Задание 1:
Перепишите из исходного текста слово в слово кусок от «Дальше они говорят» до «отвалили примерзшую дверь.».
Задание 2:
Аспирантом какого института называет себя Григорьев в исходном тексте?

Исходный текст:
Вот видите, так не нужно же работать, если труд не является целью, не нужно торопиться ... «А сегодня к вечеру когда выяснится что топорище он сделать не может, и пилу развести не умеет, его выгонят - завтра он вернется в бригаду. Но зато сегодня он будет в тепле, а вдруг, если Григорьев плотник, он станет подручным у Григорьева и будет дальше греться».
Дальше они говорят с Григорьевым. У Поташникова теплится надежда на продолжение.
- Ты можешь это, плотничать? - задыхаясь от внезапной надежды, выговорил он.
- Я, видишь ли, - весело сказал Григорьев, - аспирант Московского филологического института. Я думаю, что каждый человек, имеющий высшее образование, тем более гуманитарное, обязан уметь вытесать топорище и развести пилу. Тем более если это надо делать рядом с горячей печкой.
- Так значит и ты, - обреченно сказал Поташников».
Вы не отвлекайтесь, ведь я уже скоро дочитаю до конца, а вы держите под прицелом тему изобретения собственного, тему со-бытия.
«На 2 дня мы их обманем, а потом какое тебе дело, что будет потом. За один день нас не успеют провести по учету в столярной мастерской. А ведь потом надо отчислять и опять проводить по учету. Вдвоем они едва они отвалили примерзшую дверь.
- Вы зачем? - недружелюбно спросил их столяр.
- Мы плотники. Будем работать тут, - сказал Григорьев.
Вот вам два топора, пила и разводка. Разводку потом отдайте назад. Вытешите топорища. Дневная норма 30 штук».
Что такое для аспиранта филологического института 30 топорищ за смену? Это для них как с 16 кубами выработки, - это недостижимо как космос. Кстати, все знают, что такое разводка для пилы, как она выглядит? Она похожа на расчёску. А зачем пилу спрашивается разводить, она же не человек?

Материалы:
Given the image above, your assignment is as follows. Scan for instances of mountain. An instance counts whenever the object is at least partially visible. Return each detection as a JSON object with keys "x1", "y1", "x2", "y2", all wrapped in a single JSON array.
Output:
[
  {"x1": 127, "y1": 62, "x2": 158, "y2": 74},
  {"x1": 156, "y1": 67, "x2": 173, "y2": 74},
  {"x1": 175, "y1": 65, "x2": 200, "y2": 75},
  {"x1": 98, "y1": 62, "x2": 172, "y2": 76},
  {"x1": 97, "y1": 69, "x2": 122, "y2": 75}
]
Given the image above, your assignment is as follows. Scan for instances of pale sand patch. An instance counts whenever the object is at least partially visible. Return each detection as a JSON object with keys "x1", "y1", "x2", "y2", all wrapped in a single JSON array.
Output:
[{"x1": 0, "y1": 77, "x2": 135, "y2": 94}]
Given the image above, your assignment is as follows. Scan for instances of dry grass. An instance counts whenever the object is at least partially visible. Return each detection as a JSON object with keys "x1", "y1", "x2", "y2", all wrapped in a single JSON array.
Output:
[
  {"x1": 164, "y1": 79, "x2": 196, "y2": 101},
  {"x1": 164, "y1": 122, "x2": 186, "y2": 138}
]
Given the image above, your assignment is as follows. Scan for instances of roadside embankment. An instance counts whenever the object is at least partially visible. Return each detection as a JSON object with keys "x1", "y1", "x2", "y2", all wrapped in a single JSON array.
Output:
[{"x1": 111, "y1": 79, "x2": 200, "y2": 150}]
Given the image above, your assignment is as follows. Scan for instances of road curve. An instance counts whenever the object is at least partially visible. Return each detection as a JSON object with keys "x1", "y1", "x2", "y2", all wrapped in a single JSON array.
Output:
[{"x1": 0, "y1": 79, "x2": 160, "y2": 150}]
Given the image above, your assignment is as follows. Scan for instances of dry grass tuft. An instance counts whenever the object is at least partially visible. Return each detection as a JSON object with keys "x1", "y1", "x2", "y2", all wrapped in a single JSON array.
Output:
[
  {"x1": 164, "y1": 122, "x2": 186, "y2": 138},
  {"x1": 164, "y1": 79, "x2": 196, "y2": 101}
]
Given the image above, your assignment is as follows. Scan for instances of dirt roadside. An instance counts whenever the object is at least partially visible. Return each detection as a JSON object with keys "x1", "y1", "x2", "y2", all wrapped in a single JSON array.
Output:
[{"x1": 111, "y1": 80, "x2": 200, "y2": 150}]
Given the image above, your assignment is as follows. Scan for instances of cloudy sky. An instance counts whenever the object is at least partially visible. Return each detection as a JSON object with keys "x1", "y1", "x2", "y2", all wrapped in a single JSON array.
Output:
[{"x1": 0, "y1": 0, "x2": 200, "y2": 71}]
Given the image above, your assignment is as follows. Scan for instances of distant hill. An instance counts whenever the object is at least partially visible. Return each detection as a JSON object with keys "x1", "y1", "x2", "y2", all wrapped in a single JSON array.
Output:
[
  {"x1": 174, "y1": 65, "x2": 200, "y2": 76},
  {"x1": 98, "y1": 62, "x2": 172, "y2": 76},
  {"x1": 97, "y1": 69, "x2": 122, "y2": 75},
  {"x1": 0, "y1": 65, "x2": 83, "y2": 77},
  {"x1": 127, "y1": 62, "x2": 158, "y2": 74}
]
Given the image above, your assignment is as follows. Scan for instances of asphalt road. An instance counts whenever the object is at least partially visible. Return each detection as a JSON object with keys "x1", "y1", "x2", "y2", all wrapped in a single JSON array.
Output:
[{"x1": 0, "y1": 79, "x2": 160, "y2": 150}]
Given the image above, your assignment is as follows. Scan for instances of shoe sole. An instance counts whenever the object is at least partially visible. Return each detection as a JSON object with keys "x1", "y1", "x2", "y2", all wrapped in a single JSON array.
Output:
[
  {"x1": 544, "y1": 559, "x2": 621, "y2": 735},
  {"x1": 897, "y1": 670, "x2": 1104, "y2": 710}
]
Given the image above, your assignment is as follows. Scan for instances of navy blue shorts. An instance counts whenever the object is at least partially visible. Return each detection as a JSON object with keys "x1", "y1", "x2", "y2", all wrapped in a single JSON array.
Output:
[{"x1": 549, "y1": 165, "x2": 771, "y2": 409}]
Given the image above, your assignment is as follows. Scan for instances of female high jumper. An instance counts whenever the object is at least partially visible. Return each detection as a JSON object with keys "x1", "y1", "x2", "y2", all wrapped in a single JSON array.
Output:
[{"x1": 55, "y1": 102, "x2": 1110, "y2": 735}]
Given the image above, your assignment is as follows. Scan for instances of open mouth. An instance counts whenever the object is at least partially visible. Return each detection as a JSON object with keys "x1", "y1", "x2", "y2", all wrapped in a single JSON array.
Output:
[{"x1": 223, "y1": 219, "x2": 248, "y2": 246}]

Ответ 1:
Дальше они говорят с Григорьевым. У Поташникова теплится надежда на продолжение.
- Ты можешь это, плотничать? - задыхаясь от внезапной надежды, выговорил он.
- Я, видишь ли, - весело сказал Григорьев, - аспирант Московского филологического института. Я думаю, что каждый человек, имеющий высшее образование, тем более гуманитарное, обязан уметь вытесать топорище и развести пилу. Тем более если это надо делать рядом с горячей печкой.
- Так значит и ты, - обреченно сказал Поташников».
Вы не отвлекайтесь, ведь я уже скоро дочитаю до конца, а вы держите под прицелом тему изобретения собственного, тему со-бытия.
«На 2 дня мы их обманем, а потом какое тебе дело, что будет потом. За один день нас не успеют провести по учету в столярной мастерской. А ведь потом надо отчислять и опять проводить по учету. Вдвоем они едва они отвалили примерзшую дверь.

Ответ 2:
Московского филологического института.